### What you need to do
Return the listing word for word, starting at its first line and ending at the line that contains "[36,205,72,250]", with both of those lines included. Leave the pictures out of your answer.

___ The input

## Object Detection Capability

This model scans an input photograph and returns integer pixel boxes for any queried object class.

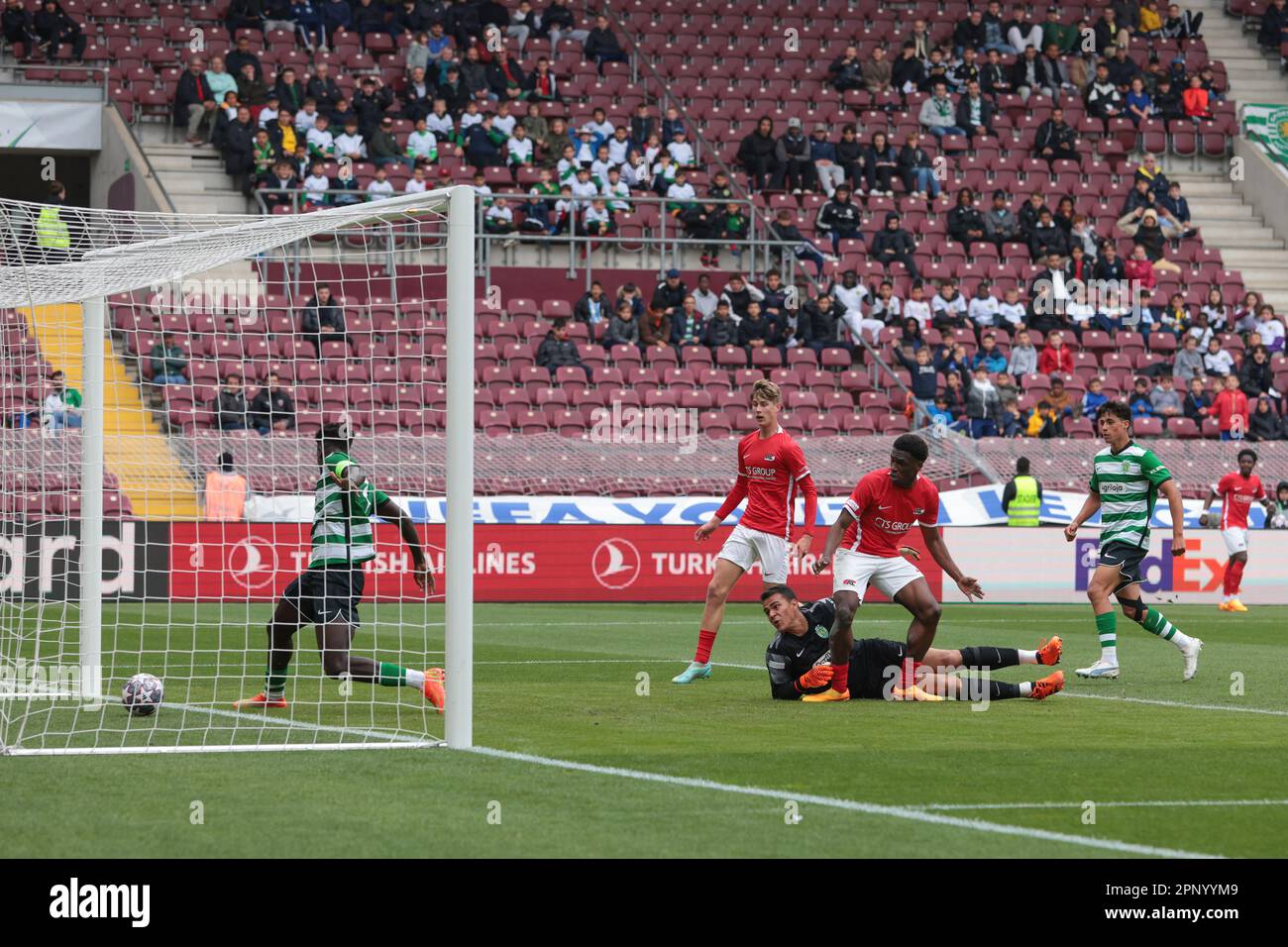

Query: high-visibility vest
[206,471,246,522]
[1006,474,1042,526]
[36,205,72,250]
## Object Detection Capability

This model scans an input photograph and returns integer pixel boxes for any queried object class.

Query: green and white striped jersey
[309,453,389,569]
[1090,441,1172,548]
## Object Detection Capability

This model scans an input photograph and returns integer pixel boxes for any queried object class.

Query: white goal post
[0,187,476,756]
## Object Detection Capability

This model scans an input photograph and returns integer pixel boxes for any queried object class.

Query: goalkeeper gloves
[796,665,832,691]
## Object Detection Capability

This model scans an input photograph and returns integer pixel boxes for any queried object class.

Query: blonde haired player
[671,378,818,684]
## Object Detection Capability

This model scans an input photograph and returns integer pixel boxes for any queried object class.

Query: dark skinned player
[804,434,984,702]
[233,424,445,712]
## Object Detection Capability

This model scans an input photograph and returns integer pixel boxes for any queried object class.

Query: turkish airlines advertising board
[170,523,943,601]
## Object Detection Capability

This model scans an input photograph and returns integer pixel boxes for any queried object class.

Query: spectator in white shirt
[903,282,930,329]
[304,161,331,207]
[504,121,532,167]
[666,128,695,167]
[570,167,599,210]
[304,115,335,159]
[425,99,456,138]
[966,279,1001,326]
[335,119,368,161]
[295,99,321,136]
[407,119,438,164]
[492,102,519,138]
[368,164,394,201]
[606,125,631,164]
[1203,335,1234,377]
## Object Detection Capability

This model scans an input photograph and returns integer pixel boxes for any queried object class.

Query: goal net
[0,187,474,755]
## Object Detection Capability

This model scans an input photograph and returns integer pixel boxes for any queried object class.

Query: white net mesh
[0,191,469,753]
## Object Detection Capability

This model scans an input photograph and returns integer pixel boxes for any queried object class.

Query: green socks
[376,661,425,690]
[265,668,286,699]
[1141,608,1190,648]
[1096,611,1118,665]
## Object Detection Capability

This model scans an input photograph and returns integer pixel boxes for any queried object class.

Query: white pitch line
[474,657,1288,716]
[907,798,1288,811]
[162,703,426,743]
[1060,690,1288,716]
[468,746,1223,858]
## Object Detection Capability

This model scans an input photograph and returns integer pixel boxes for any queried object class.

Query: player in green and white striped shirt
[233,424,445,712]
[1064,401,1203,681]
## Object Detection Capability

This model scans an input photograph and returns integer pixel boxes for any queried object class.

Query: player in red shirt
[671,378,818,684]
[1199,447,1275,612]
[803,434,984,702]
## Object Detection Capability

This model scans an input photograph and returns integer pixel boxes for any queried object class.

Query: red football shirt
[1214,472,1266,530]
[841,468,939,558]
[738,428,812,540]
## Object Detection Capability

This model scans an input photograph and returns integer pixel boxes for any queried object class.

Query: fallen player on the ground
[760,585,1064,701]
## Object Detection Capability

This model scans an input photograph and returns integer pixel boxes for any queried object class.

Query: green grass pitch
[0,604,1288,858]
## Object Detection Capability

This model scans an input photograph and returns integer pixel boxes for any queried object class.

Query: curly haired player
[804,434,984,702]
[233,424,445,712]
[671,378,818,684]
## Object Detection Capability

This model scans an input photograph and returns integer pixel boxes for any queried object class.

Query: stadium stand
[3,0,1288,517]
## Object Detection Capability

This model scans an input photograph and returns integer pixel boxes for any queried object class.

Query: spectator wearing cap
[863,44,894,95]
[917,82,966,138]
[957,78,997,138]
[205,451,250,523]
[773,116,814,194]
[899,132,939,200]
[984,191,1020,250]
[738,116,778,191]
[537,318,590,381]
[1038,331,1073,374]
[871,210,921,279]
[827,43,863,91]
[649,269,690,316]
[1033,106,1082,164]
[808,123,845,197]
[583,14,626,74]
[702,299,738,349]
[863,130,899,197]
[151,333,188,385]
[769,207,834,281]
[814,181,863,254]
[948,187,988,248]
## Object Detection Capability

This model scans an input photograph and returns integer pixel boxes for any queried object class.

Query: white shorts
[1221,526,1248,556]
[832,549,922,601]
[720,523,787,585]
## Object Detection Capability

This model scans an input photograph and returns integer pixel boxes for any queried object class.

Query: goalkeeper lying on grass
[760,585,1064,701]
[233,424,443,712]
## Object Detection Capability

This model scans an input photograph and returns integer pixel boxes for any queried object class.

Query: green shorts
[1100,543,1149,592]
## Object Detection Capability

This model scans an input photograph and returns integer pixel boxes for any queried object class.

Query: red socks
[1225,559,1246,595]
[693,629,716,665]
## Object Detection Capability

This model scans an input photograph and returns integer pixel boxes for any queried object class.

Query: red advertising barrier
[170,523,943,601]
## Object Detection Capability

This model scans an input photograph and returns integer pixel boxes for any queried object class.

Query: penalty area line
[467,746,1223,858]
[907,798,1288,811]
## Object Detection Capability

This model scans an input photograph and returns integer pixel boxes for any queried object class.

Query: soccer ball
[121,674,164,716]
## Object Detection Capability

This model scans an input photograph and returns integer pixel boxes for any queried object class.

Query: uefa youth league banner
[168,523,1288,604]
[237,485,1263,528]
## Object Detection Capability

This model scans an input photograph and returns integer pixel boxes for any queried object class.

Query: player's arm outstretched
[1158,478,1185,557]
[921,524,984,600]
[376,497,434,595]
[1064,489,1100,543]
[814,509,854,576]
[693,474,747,543]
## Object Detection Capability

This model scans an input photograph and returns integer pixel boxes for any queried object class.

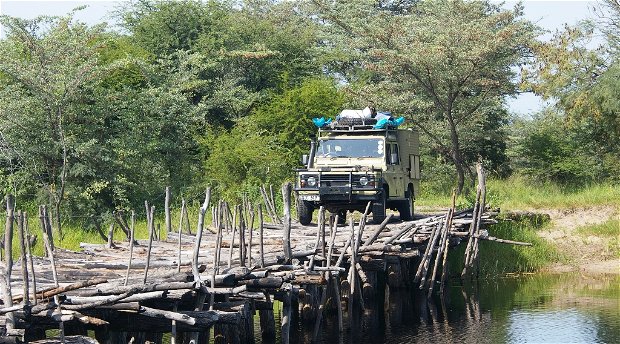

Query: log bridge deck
[0,170,524,343]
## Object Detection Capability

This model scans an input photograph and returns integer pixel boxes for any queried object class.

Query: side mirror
[390,153,398,165]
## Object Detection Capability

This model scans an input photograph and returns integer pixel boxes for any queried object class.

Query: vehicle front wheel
[398,187,414,221]
[372,190,387,224]
[297,200,314,226]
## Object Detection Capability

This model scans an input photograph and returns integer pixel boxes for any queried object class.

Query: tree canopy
[0,0,620,224]
[312,0,537,191]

______

### Exercise result
## Object Detection Capability

This model scans an input photograph and returns integer pixel boxes for any queried object class.


Query: high-visibility vest
[206,471,246,522]
[1006,474,1042,526]
[36,205,72,250]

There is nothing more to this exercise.